[Dataset entries]
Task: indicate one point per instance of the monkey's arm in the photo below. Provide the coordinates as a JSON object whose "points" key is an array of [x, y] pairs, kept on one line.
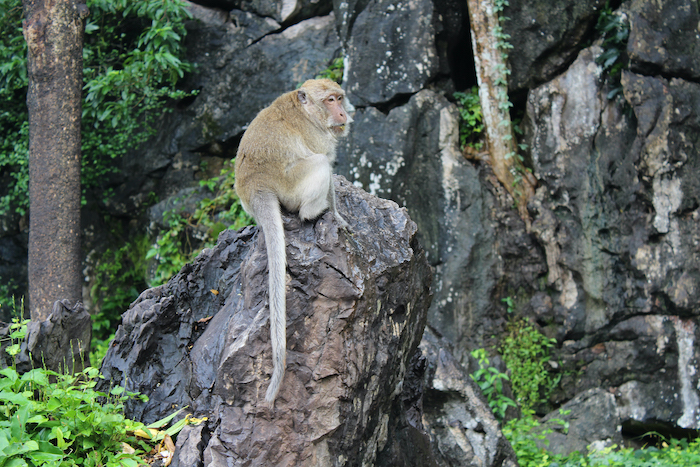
{"points": [[331, 201]]}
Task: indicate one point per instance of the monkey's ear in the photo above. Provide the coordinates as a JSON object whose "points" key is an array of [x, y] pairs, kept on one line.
{"points": [[303, 98]]}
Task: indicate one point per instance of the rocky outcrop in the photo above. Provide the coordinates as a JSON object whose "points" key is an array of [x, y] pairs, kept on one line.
{"points": [[609, 268], [617, 214], [356, 306], [59, 343]]}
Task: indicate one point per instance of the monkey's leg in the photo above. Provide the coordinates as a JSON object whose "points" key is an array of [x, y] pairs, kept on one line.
{"points": [[313, 185], [331, 201]]}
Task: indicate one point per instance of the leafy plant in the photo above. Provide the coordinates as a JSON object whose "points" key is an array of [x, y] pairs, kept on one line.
{"points": [[334, 72], [614, 29], [525, 352], [131, 65], [490, 380], [188, 233], [51, 419], [471, 121]]}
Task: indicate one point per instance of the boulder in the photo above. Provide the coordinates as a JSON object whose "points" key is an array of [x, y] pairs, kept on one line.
{"points": [[462, 428], [60, 343], [357, 303], [591, 420]]}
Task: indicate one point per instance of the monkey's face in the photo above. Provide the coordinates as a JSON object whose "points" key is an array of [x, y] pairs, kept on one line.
{"points": [[326, 105], [338, 118]]}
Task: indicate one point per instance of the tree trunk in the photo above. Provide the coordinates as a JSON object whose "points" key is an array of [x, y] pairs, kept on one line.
{"points": [[490, 56], [53, 30]]}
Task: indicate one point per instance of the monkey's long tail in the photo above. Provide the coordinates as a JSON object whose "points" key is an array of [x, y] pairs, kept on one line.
{"points": [[270, 219]]}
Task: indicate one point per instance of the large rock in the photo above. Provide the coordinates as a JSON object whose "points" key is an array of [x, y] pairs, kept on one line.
{"points": [[664, 38], [356, 306], [546, 37], [59, 343], [391, 51], [465, 222], [462, 428], [617, 214]]}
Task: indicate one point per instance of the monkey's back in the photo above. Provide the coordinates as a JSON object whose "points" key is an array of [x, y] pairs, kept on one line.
{"points": [[277, 136]]}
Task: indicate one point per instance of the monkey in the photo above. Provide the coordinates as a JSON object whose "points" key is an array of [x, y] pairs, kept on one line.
{"points": [[284, 160]]}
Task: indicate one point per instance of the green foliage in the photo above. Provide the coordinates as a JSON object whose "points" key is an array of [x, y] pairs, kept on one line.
{"points": [[528, 438], [525, 352], [14, 172], [50, 419], [614, 29], [62, 423], [131, 65], [490, 380], [471, 121], [188, 233], [334, 72], [8, 303]]}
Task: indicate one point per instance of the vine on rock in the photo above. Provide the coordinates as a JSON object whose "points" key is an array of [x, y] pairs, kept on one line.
{"points": [[490, 45]]}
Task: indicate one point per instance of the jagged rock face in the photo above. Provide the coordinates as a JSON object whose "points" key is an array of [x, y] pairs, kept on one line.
{"points": [[546, 36], [617, 213], [356, 306]]}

■ **TRY IT**:
Give back every record above word for word, dropping pictures.

■ **COMPLETED EXERCISE**:
Task: indicate one point per instance of the monkey's arm in the photo below. Provide the coordinates as a JSON object whose "points" key is an array of [x, y] pairs, kept on one line.
{"points": [[331, 201]]}
Task: indicate one point per instance of the monkey's ear in the photo above. Provide the coordinates as a JSON object whose "points" key is an array of [x, y] pairs, kept on one line.
{"points": [[303, 98]]}
Task: indicate one point per instance of the rocky outcrop in the photo above. Provide the coordinates as a JSON object whose "points" key is an array of [x, y] pairs, kept on one line.
{"points": [[609, 268], [617, 214], [356, 306], [59, 343]]}
Task: indicate one point per instance of the monkey's leg in the photo above. Provide the coordinates as a JSON object whose "points" key is an array of [x, y] pairs, kept on one line.
{"points": [[313, 185], [331, 201]]}
Task: indicate one point per instance of the leafy plant in the photo above. Provide the coordinates as a JSON object whose "points" key is an array of [x, y] pairs, kept on one line.
{"points": [[334, 72], [614, 29], [525, 352], [131, 65], [490, 380], [188, 233], [51, 419], [471, 121]]}
Task: indicate one point per instance of the boulder in the photo above. Provide the coordinates as a JSON object whose "points" key is an array of [x, y] pairs, kept on one line.
{"points": [[462, 428], [60, 343], [357, 303], [591, 420]]}
Task: indicate one point per instance of the monkey's face in the photo above. Provide the coordinates as a JSON object whose "points" key is an array of [x, y] pairs, kept on one line.
{"points": [[326, 105], [338, 118]]}
Task: indicate one point per instance of the tree trunk in the photo above. Provide the coordinates as a JSON object whose "points" key is an array of [x, y] pairs, kept on one line.
{"points": [[490, 56], [53, 30]]}
Task: indicate one point per instance of the monkey's long tail in the photo above. Provide the coordinates as a JSON object whose "points" key is an array of [x, y] pairs, kept on one line.
{"points": [[270, 219]]}
Task: indicate one point per instance of the large rock in the photo above. Provide the coordinates as a JSON object whose "points" key is an array of [x, y] pairs, kept on one line.
{"points": [[664, 38], [356, 306], [546, 37], [59, 343], [391, 51], [465, 222], [462, 428], [617, 214]]}
Task: indicate one point per instance of the monkey's back in the photo above. Provide the coordinates as a JSON object whose "points" key is an array of [x, y] pairs, kept on one line.
{"points": [[277, 136]]}
Task: indicate one point per instance of the monkey in the photo above. Provide the coordinates as a JSON object whose "points" key is an array of [x, y] pairs, kept on one line.
{"points": [[284, 160]]}
Task: indicate one point per instance of the green foliage in the photo above. Provide the coordinates as a JSON object whose "points" key is an array of [x, y] pairs, kept on one line.
{"points": [[528, 438], [525, 352], [14, 172], [50, 419], [614, 29], [62, 423], [131, 65], [490, 380], [471, 121], [188, 233], [334, 72], [8, 303]]}
Task: indicate one point per instance of the vine on rock in the photo above. Provide the coordinates as a JSON object whose "points" key is an array of [x, y] pairs, kept on one line.
{"points": [[490, 45]]}
Task: indicate one point per instance of the jagged rock face in the photo above. Provide the coordinates as a JSON object whose "points" key is an array of [x, y] pairs, kept on one line.
{"points": [[546, 36], [617, 213], [356, 306]]}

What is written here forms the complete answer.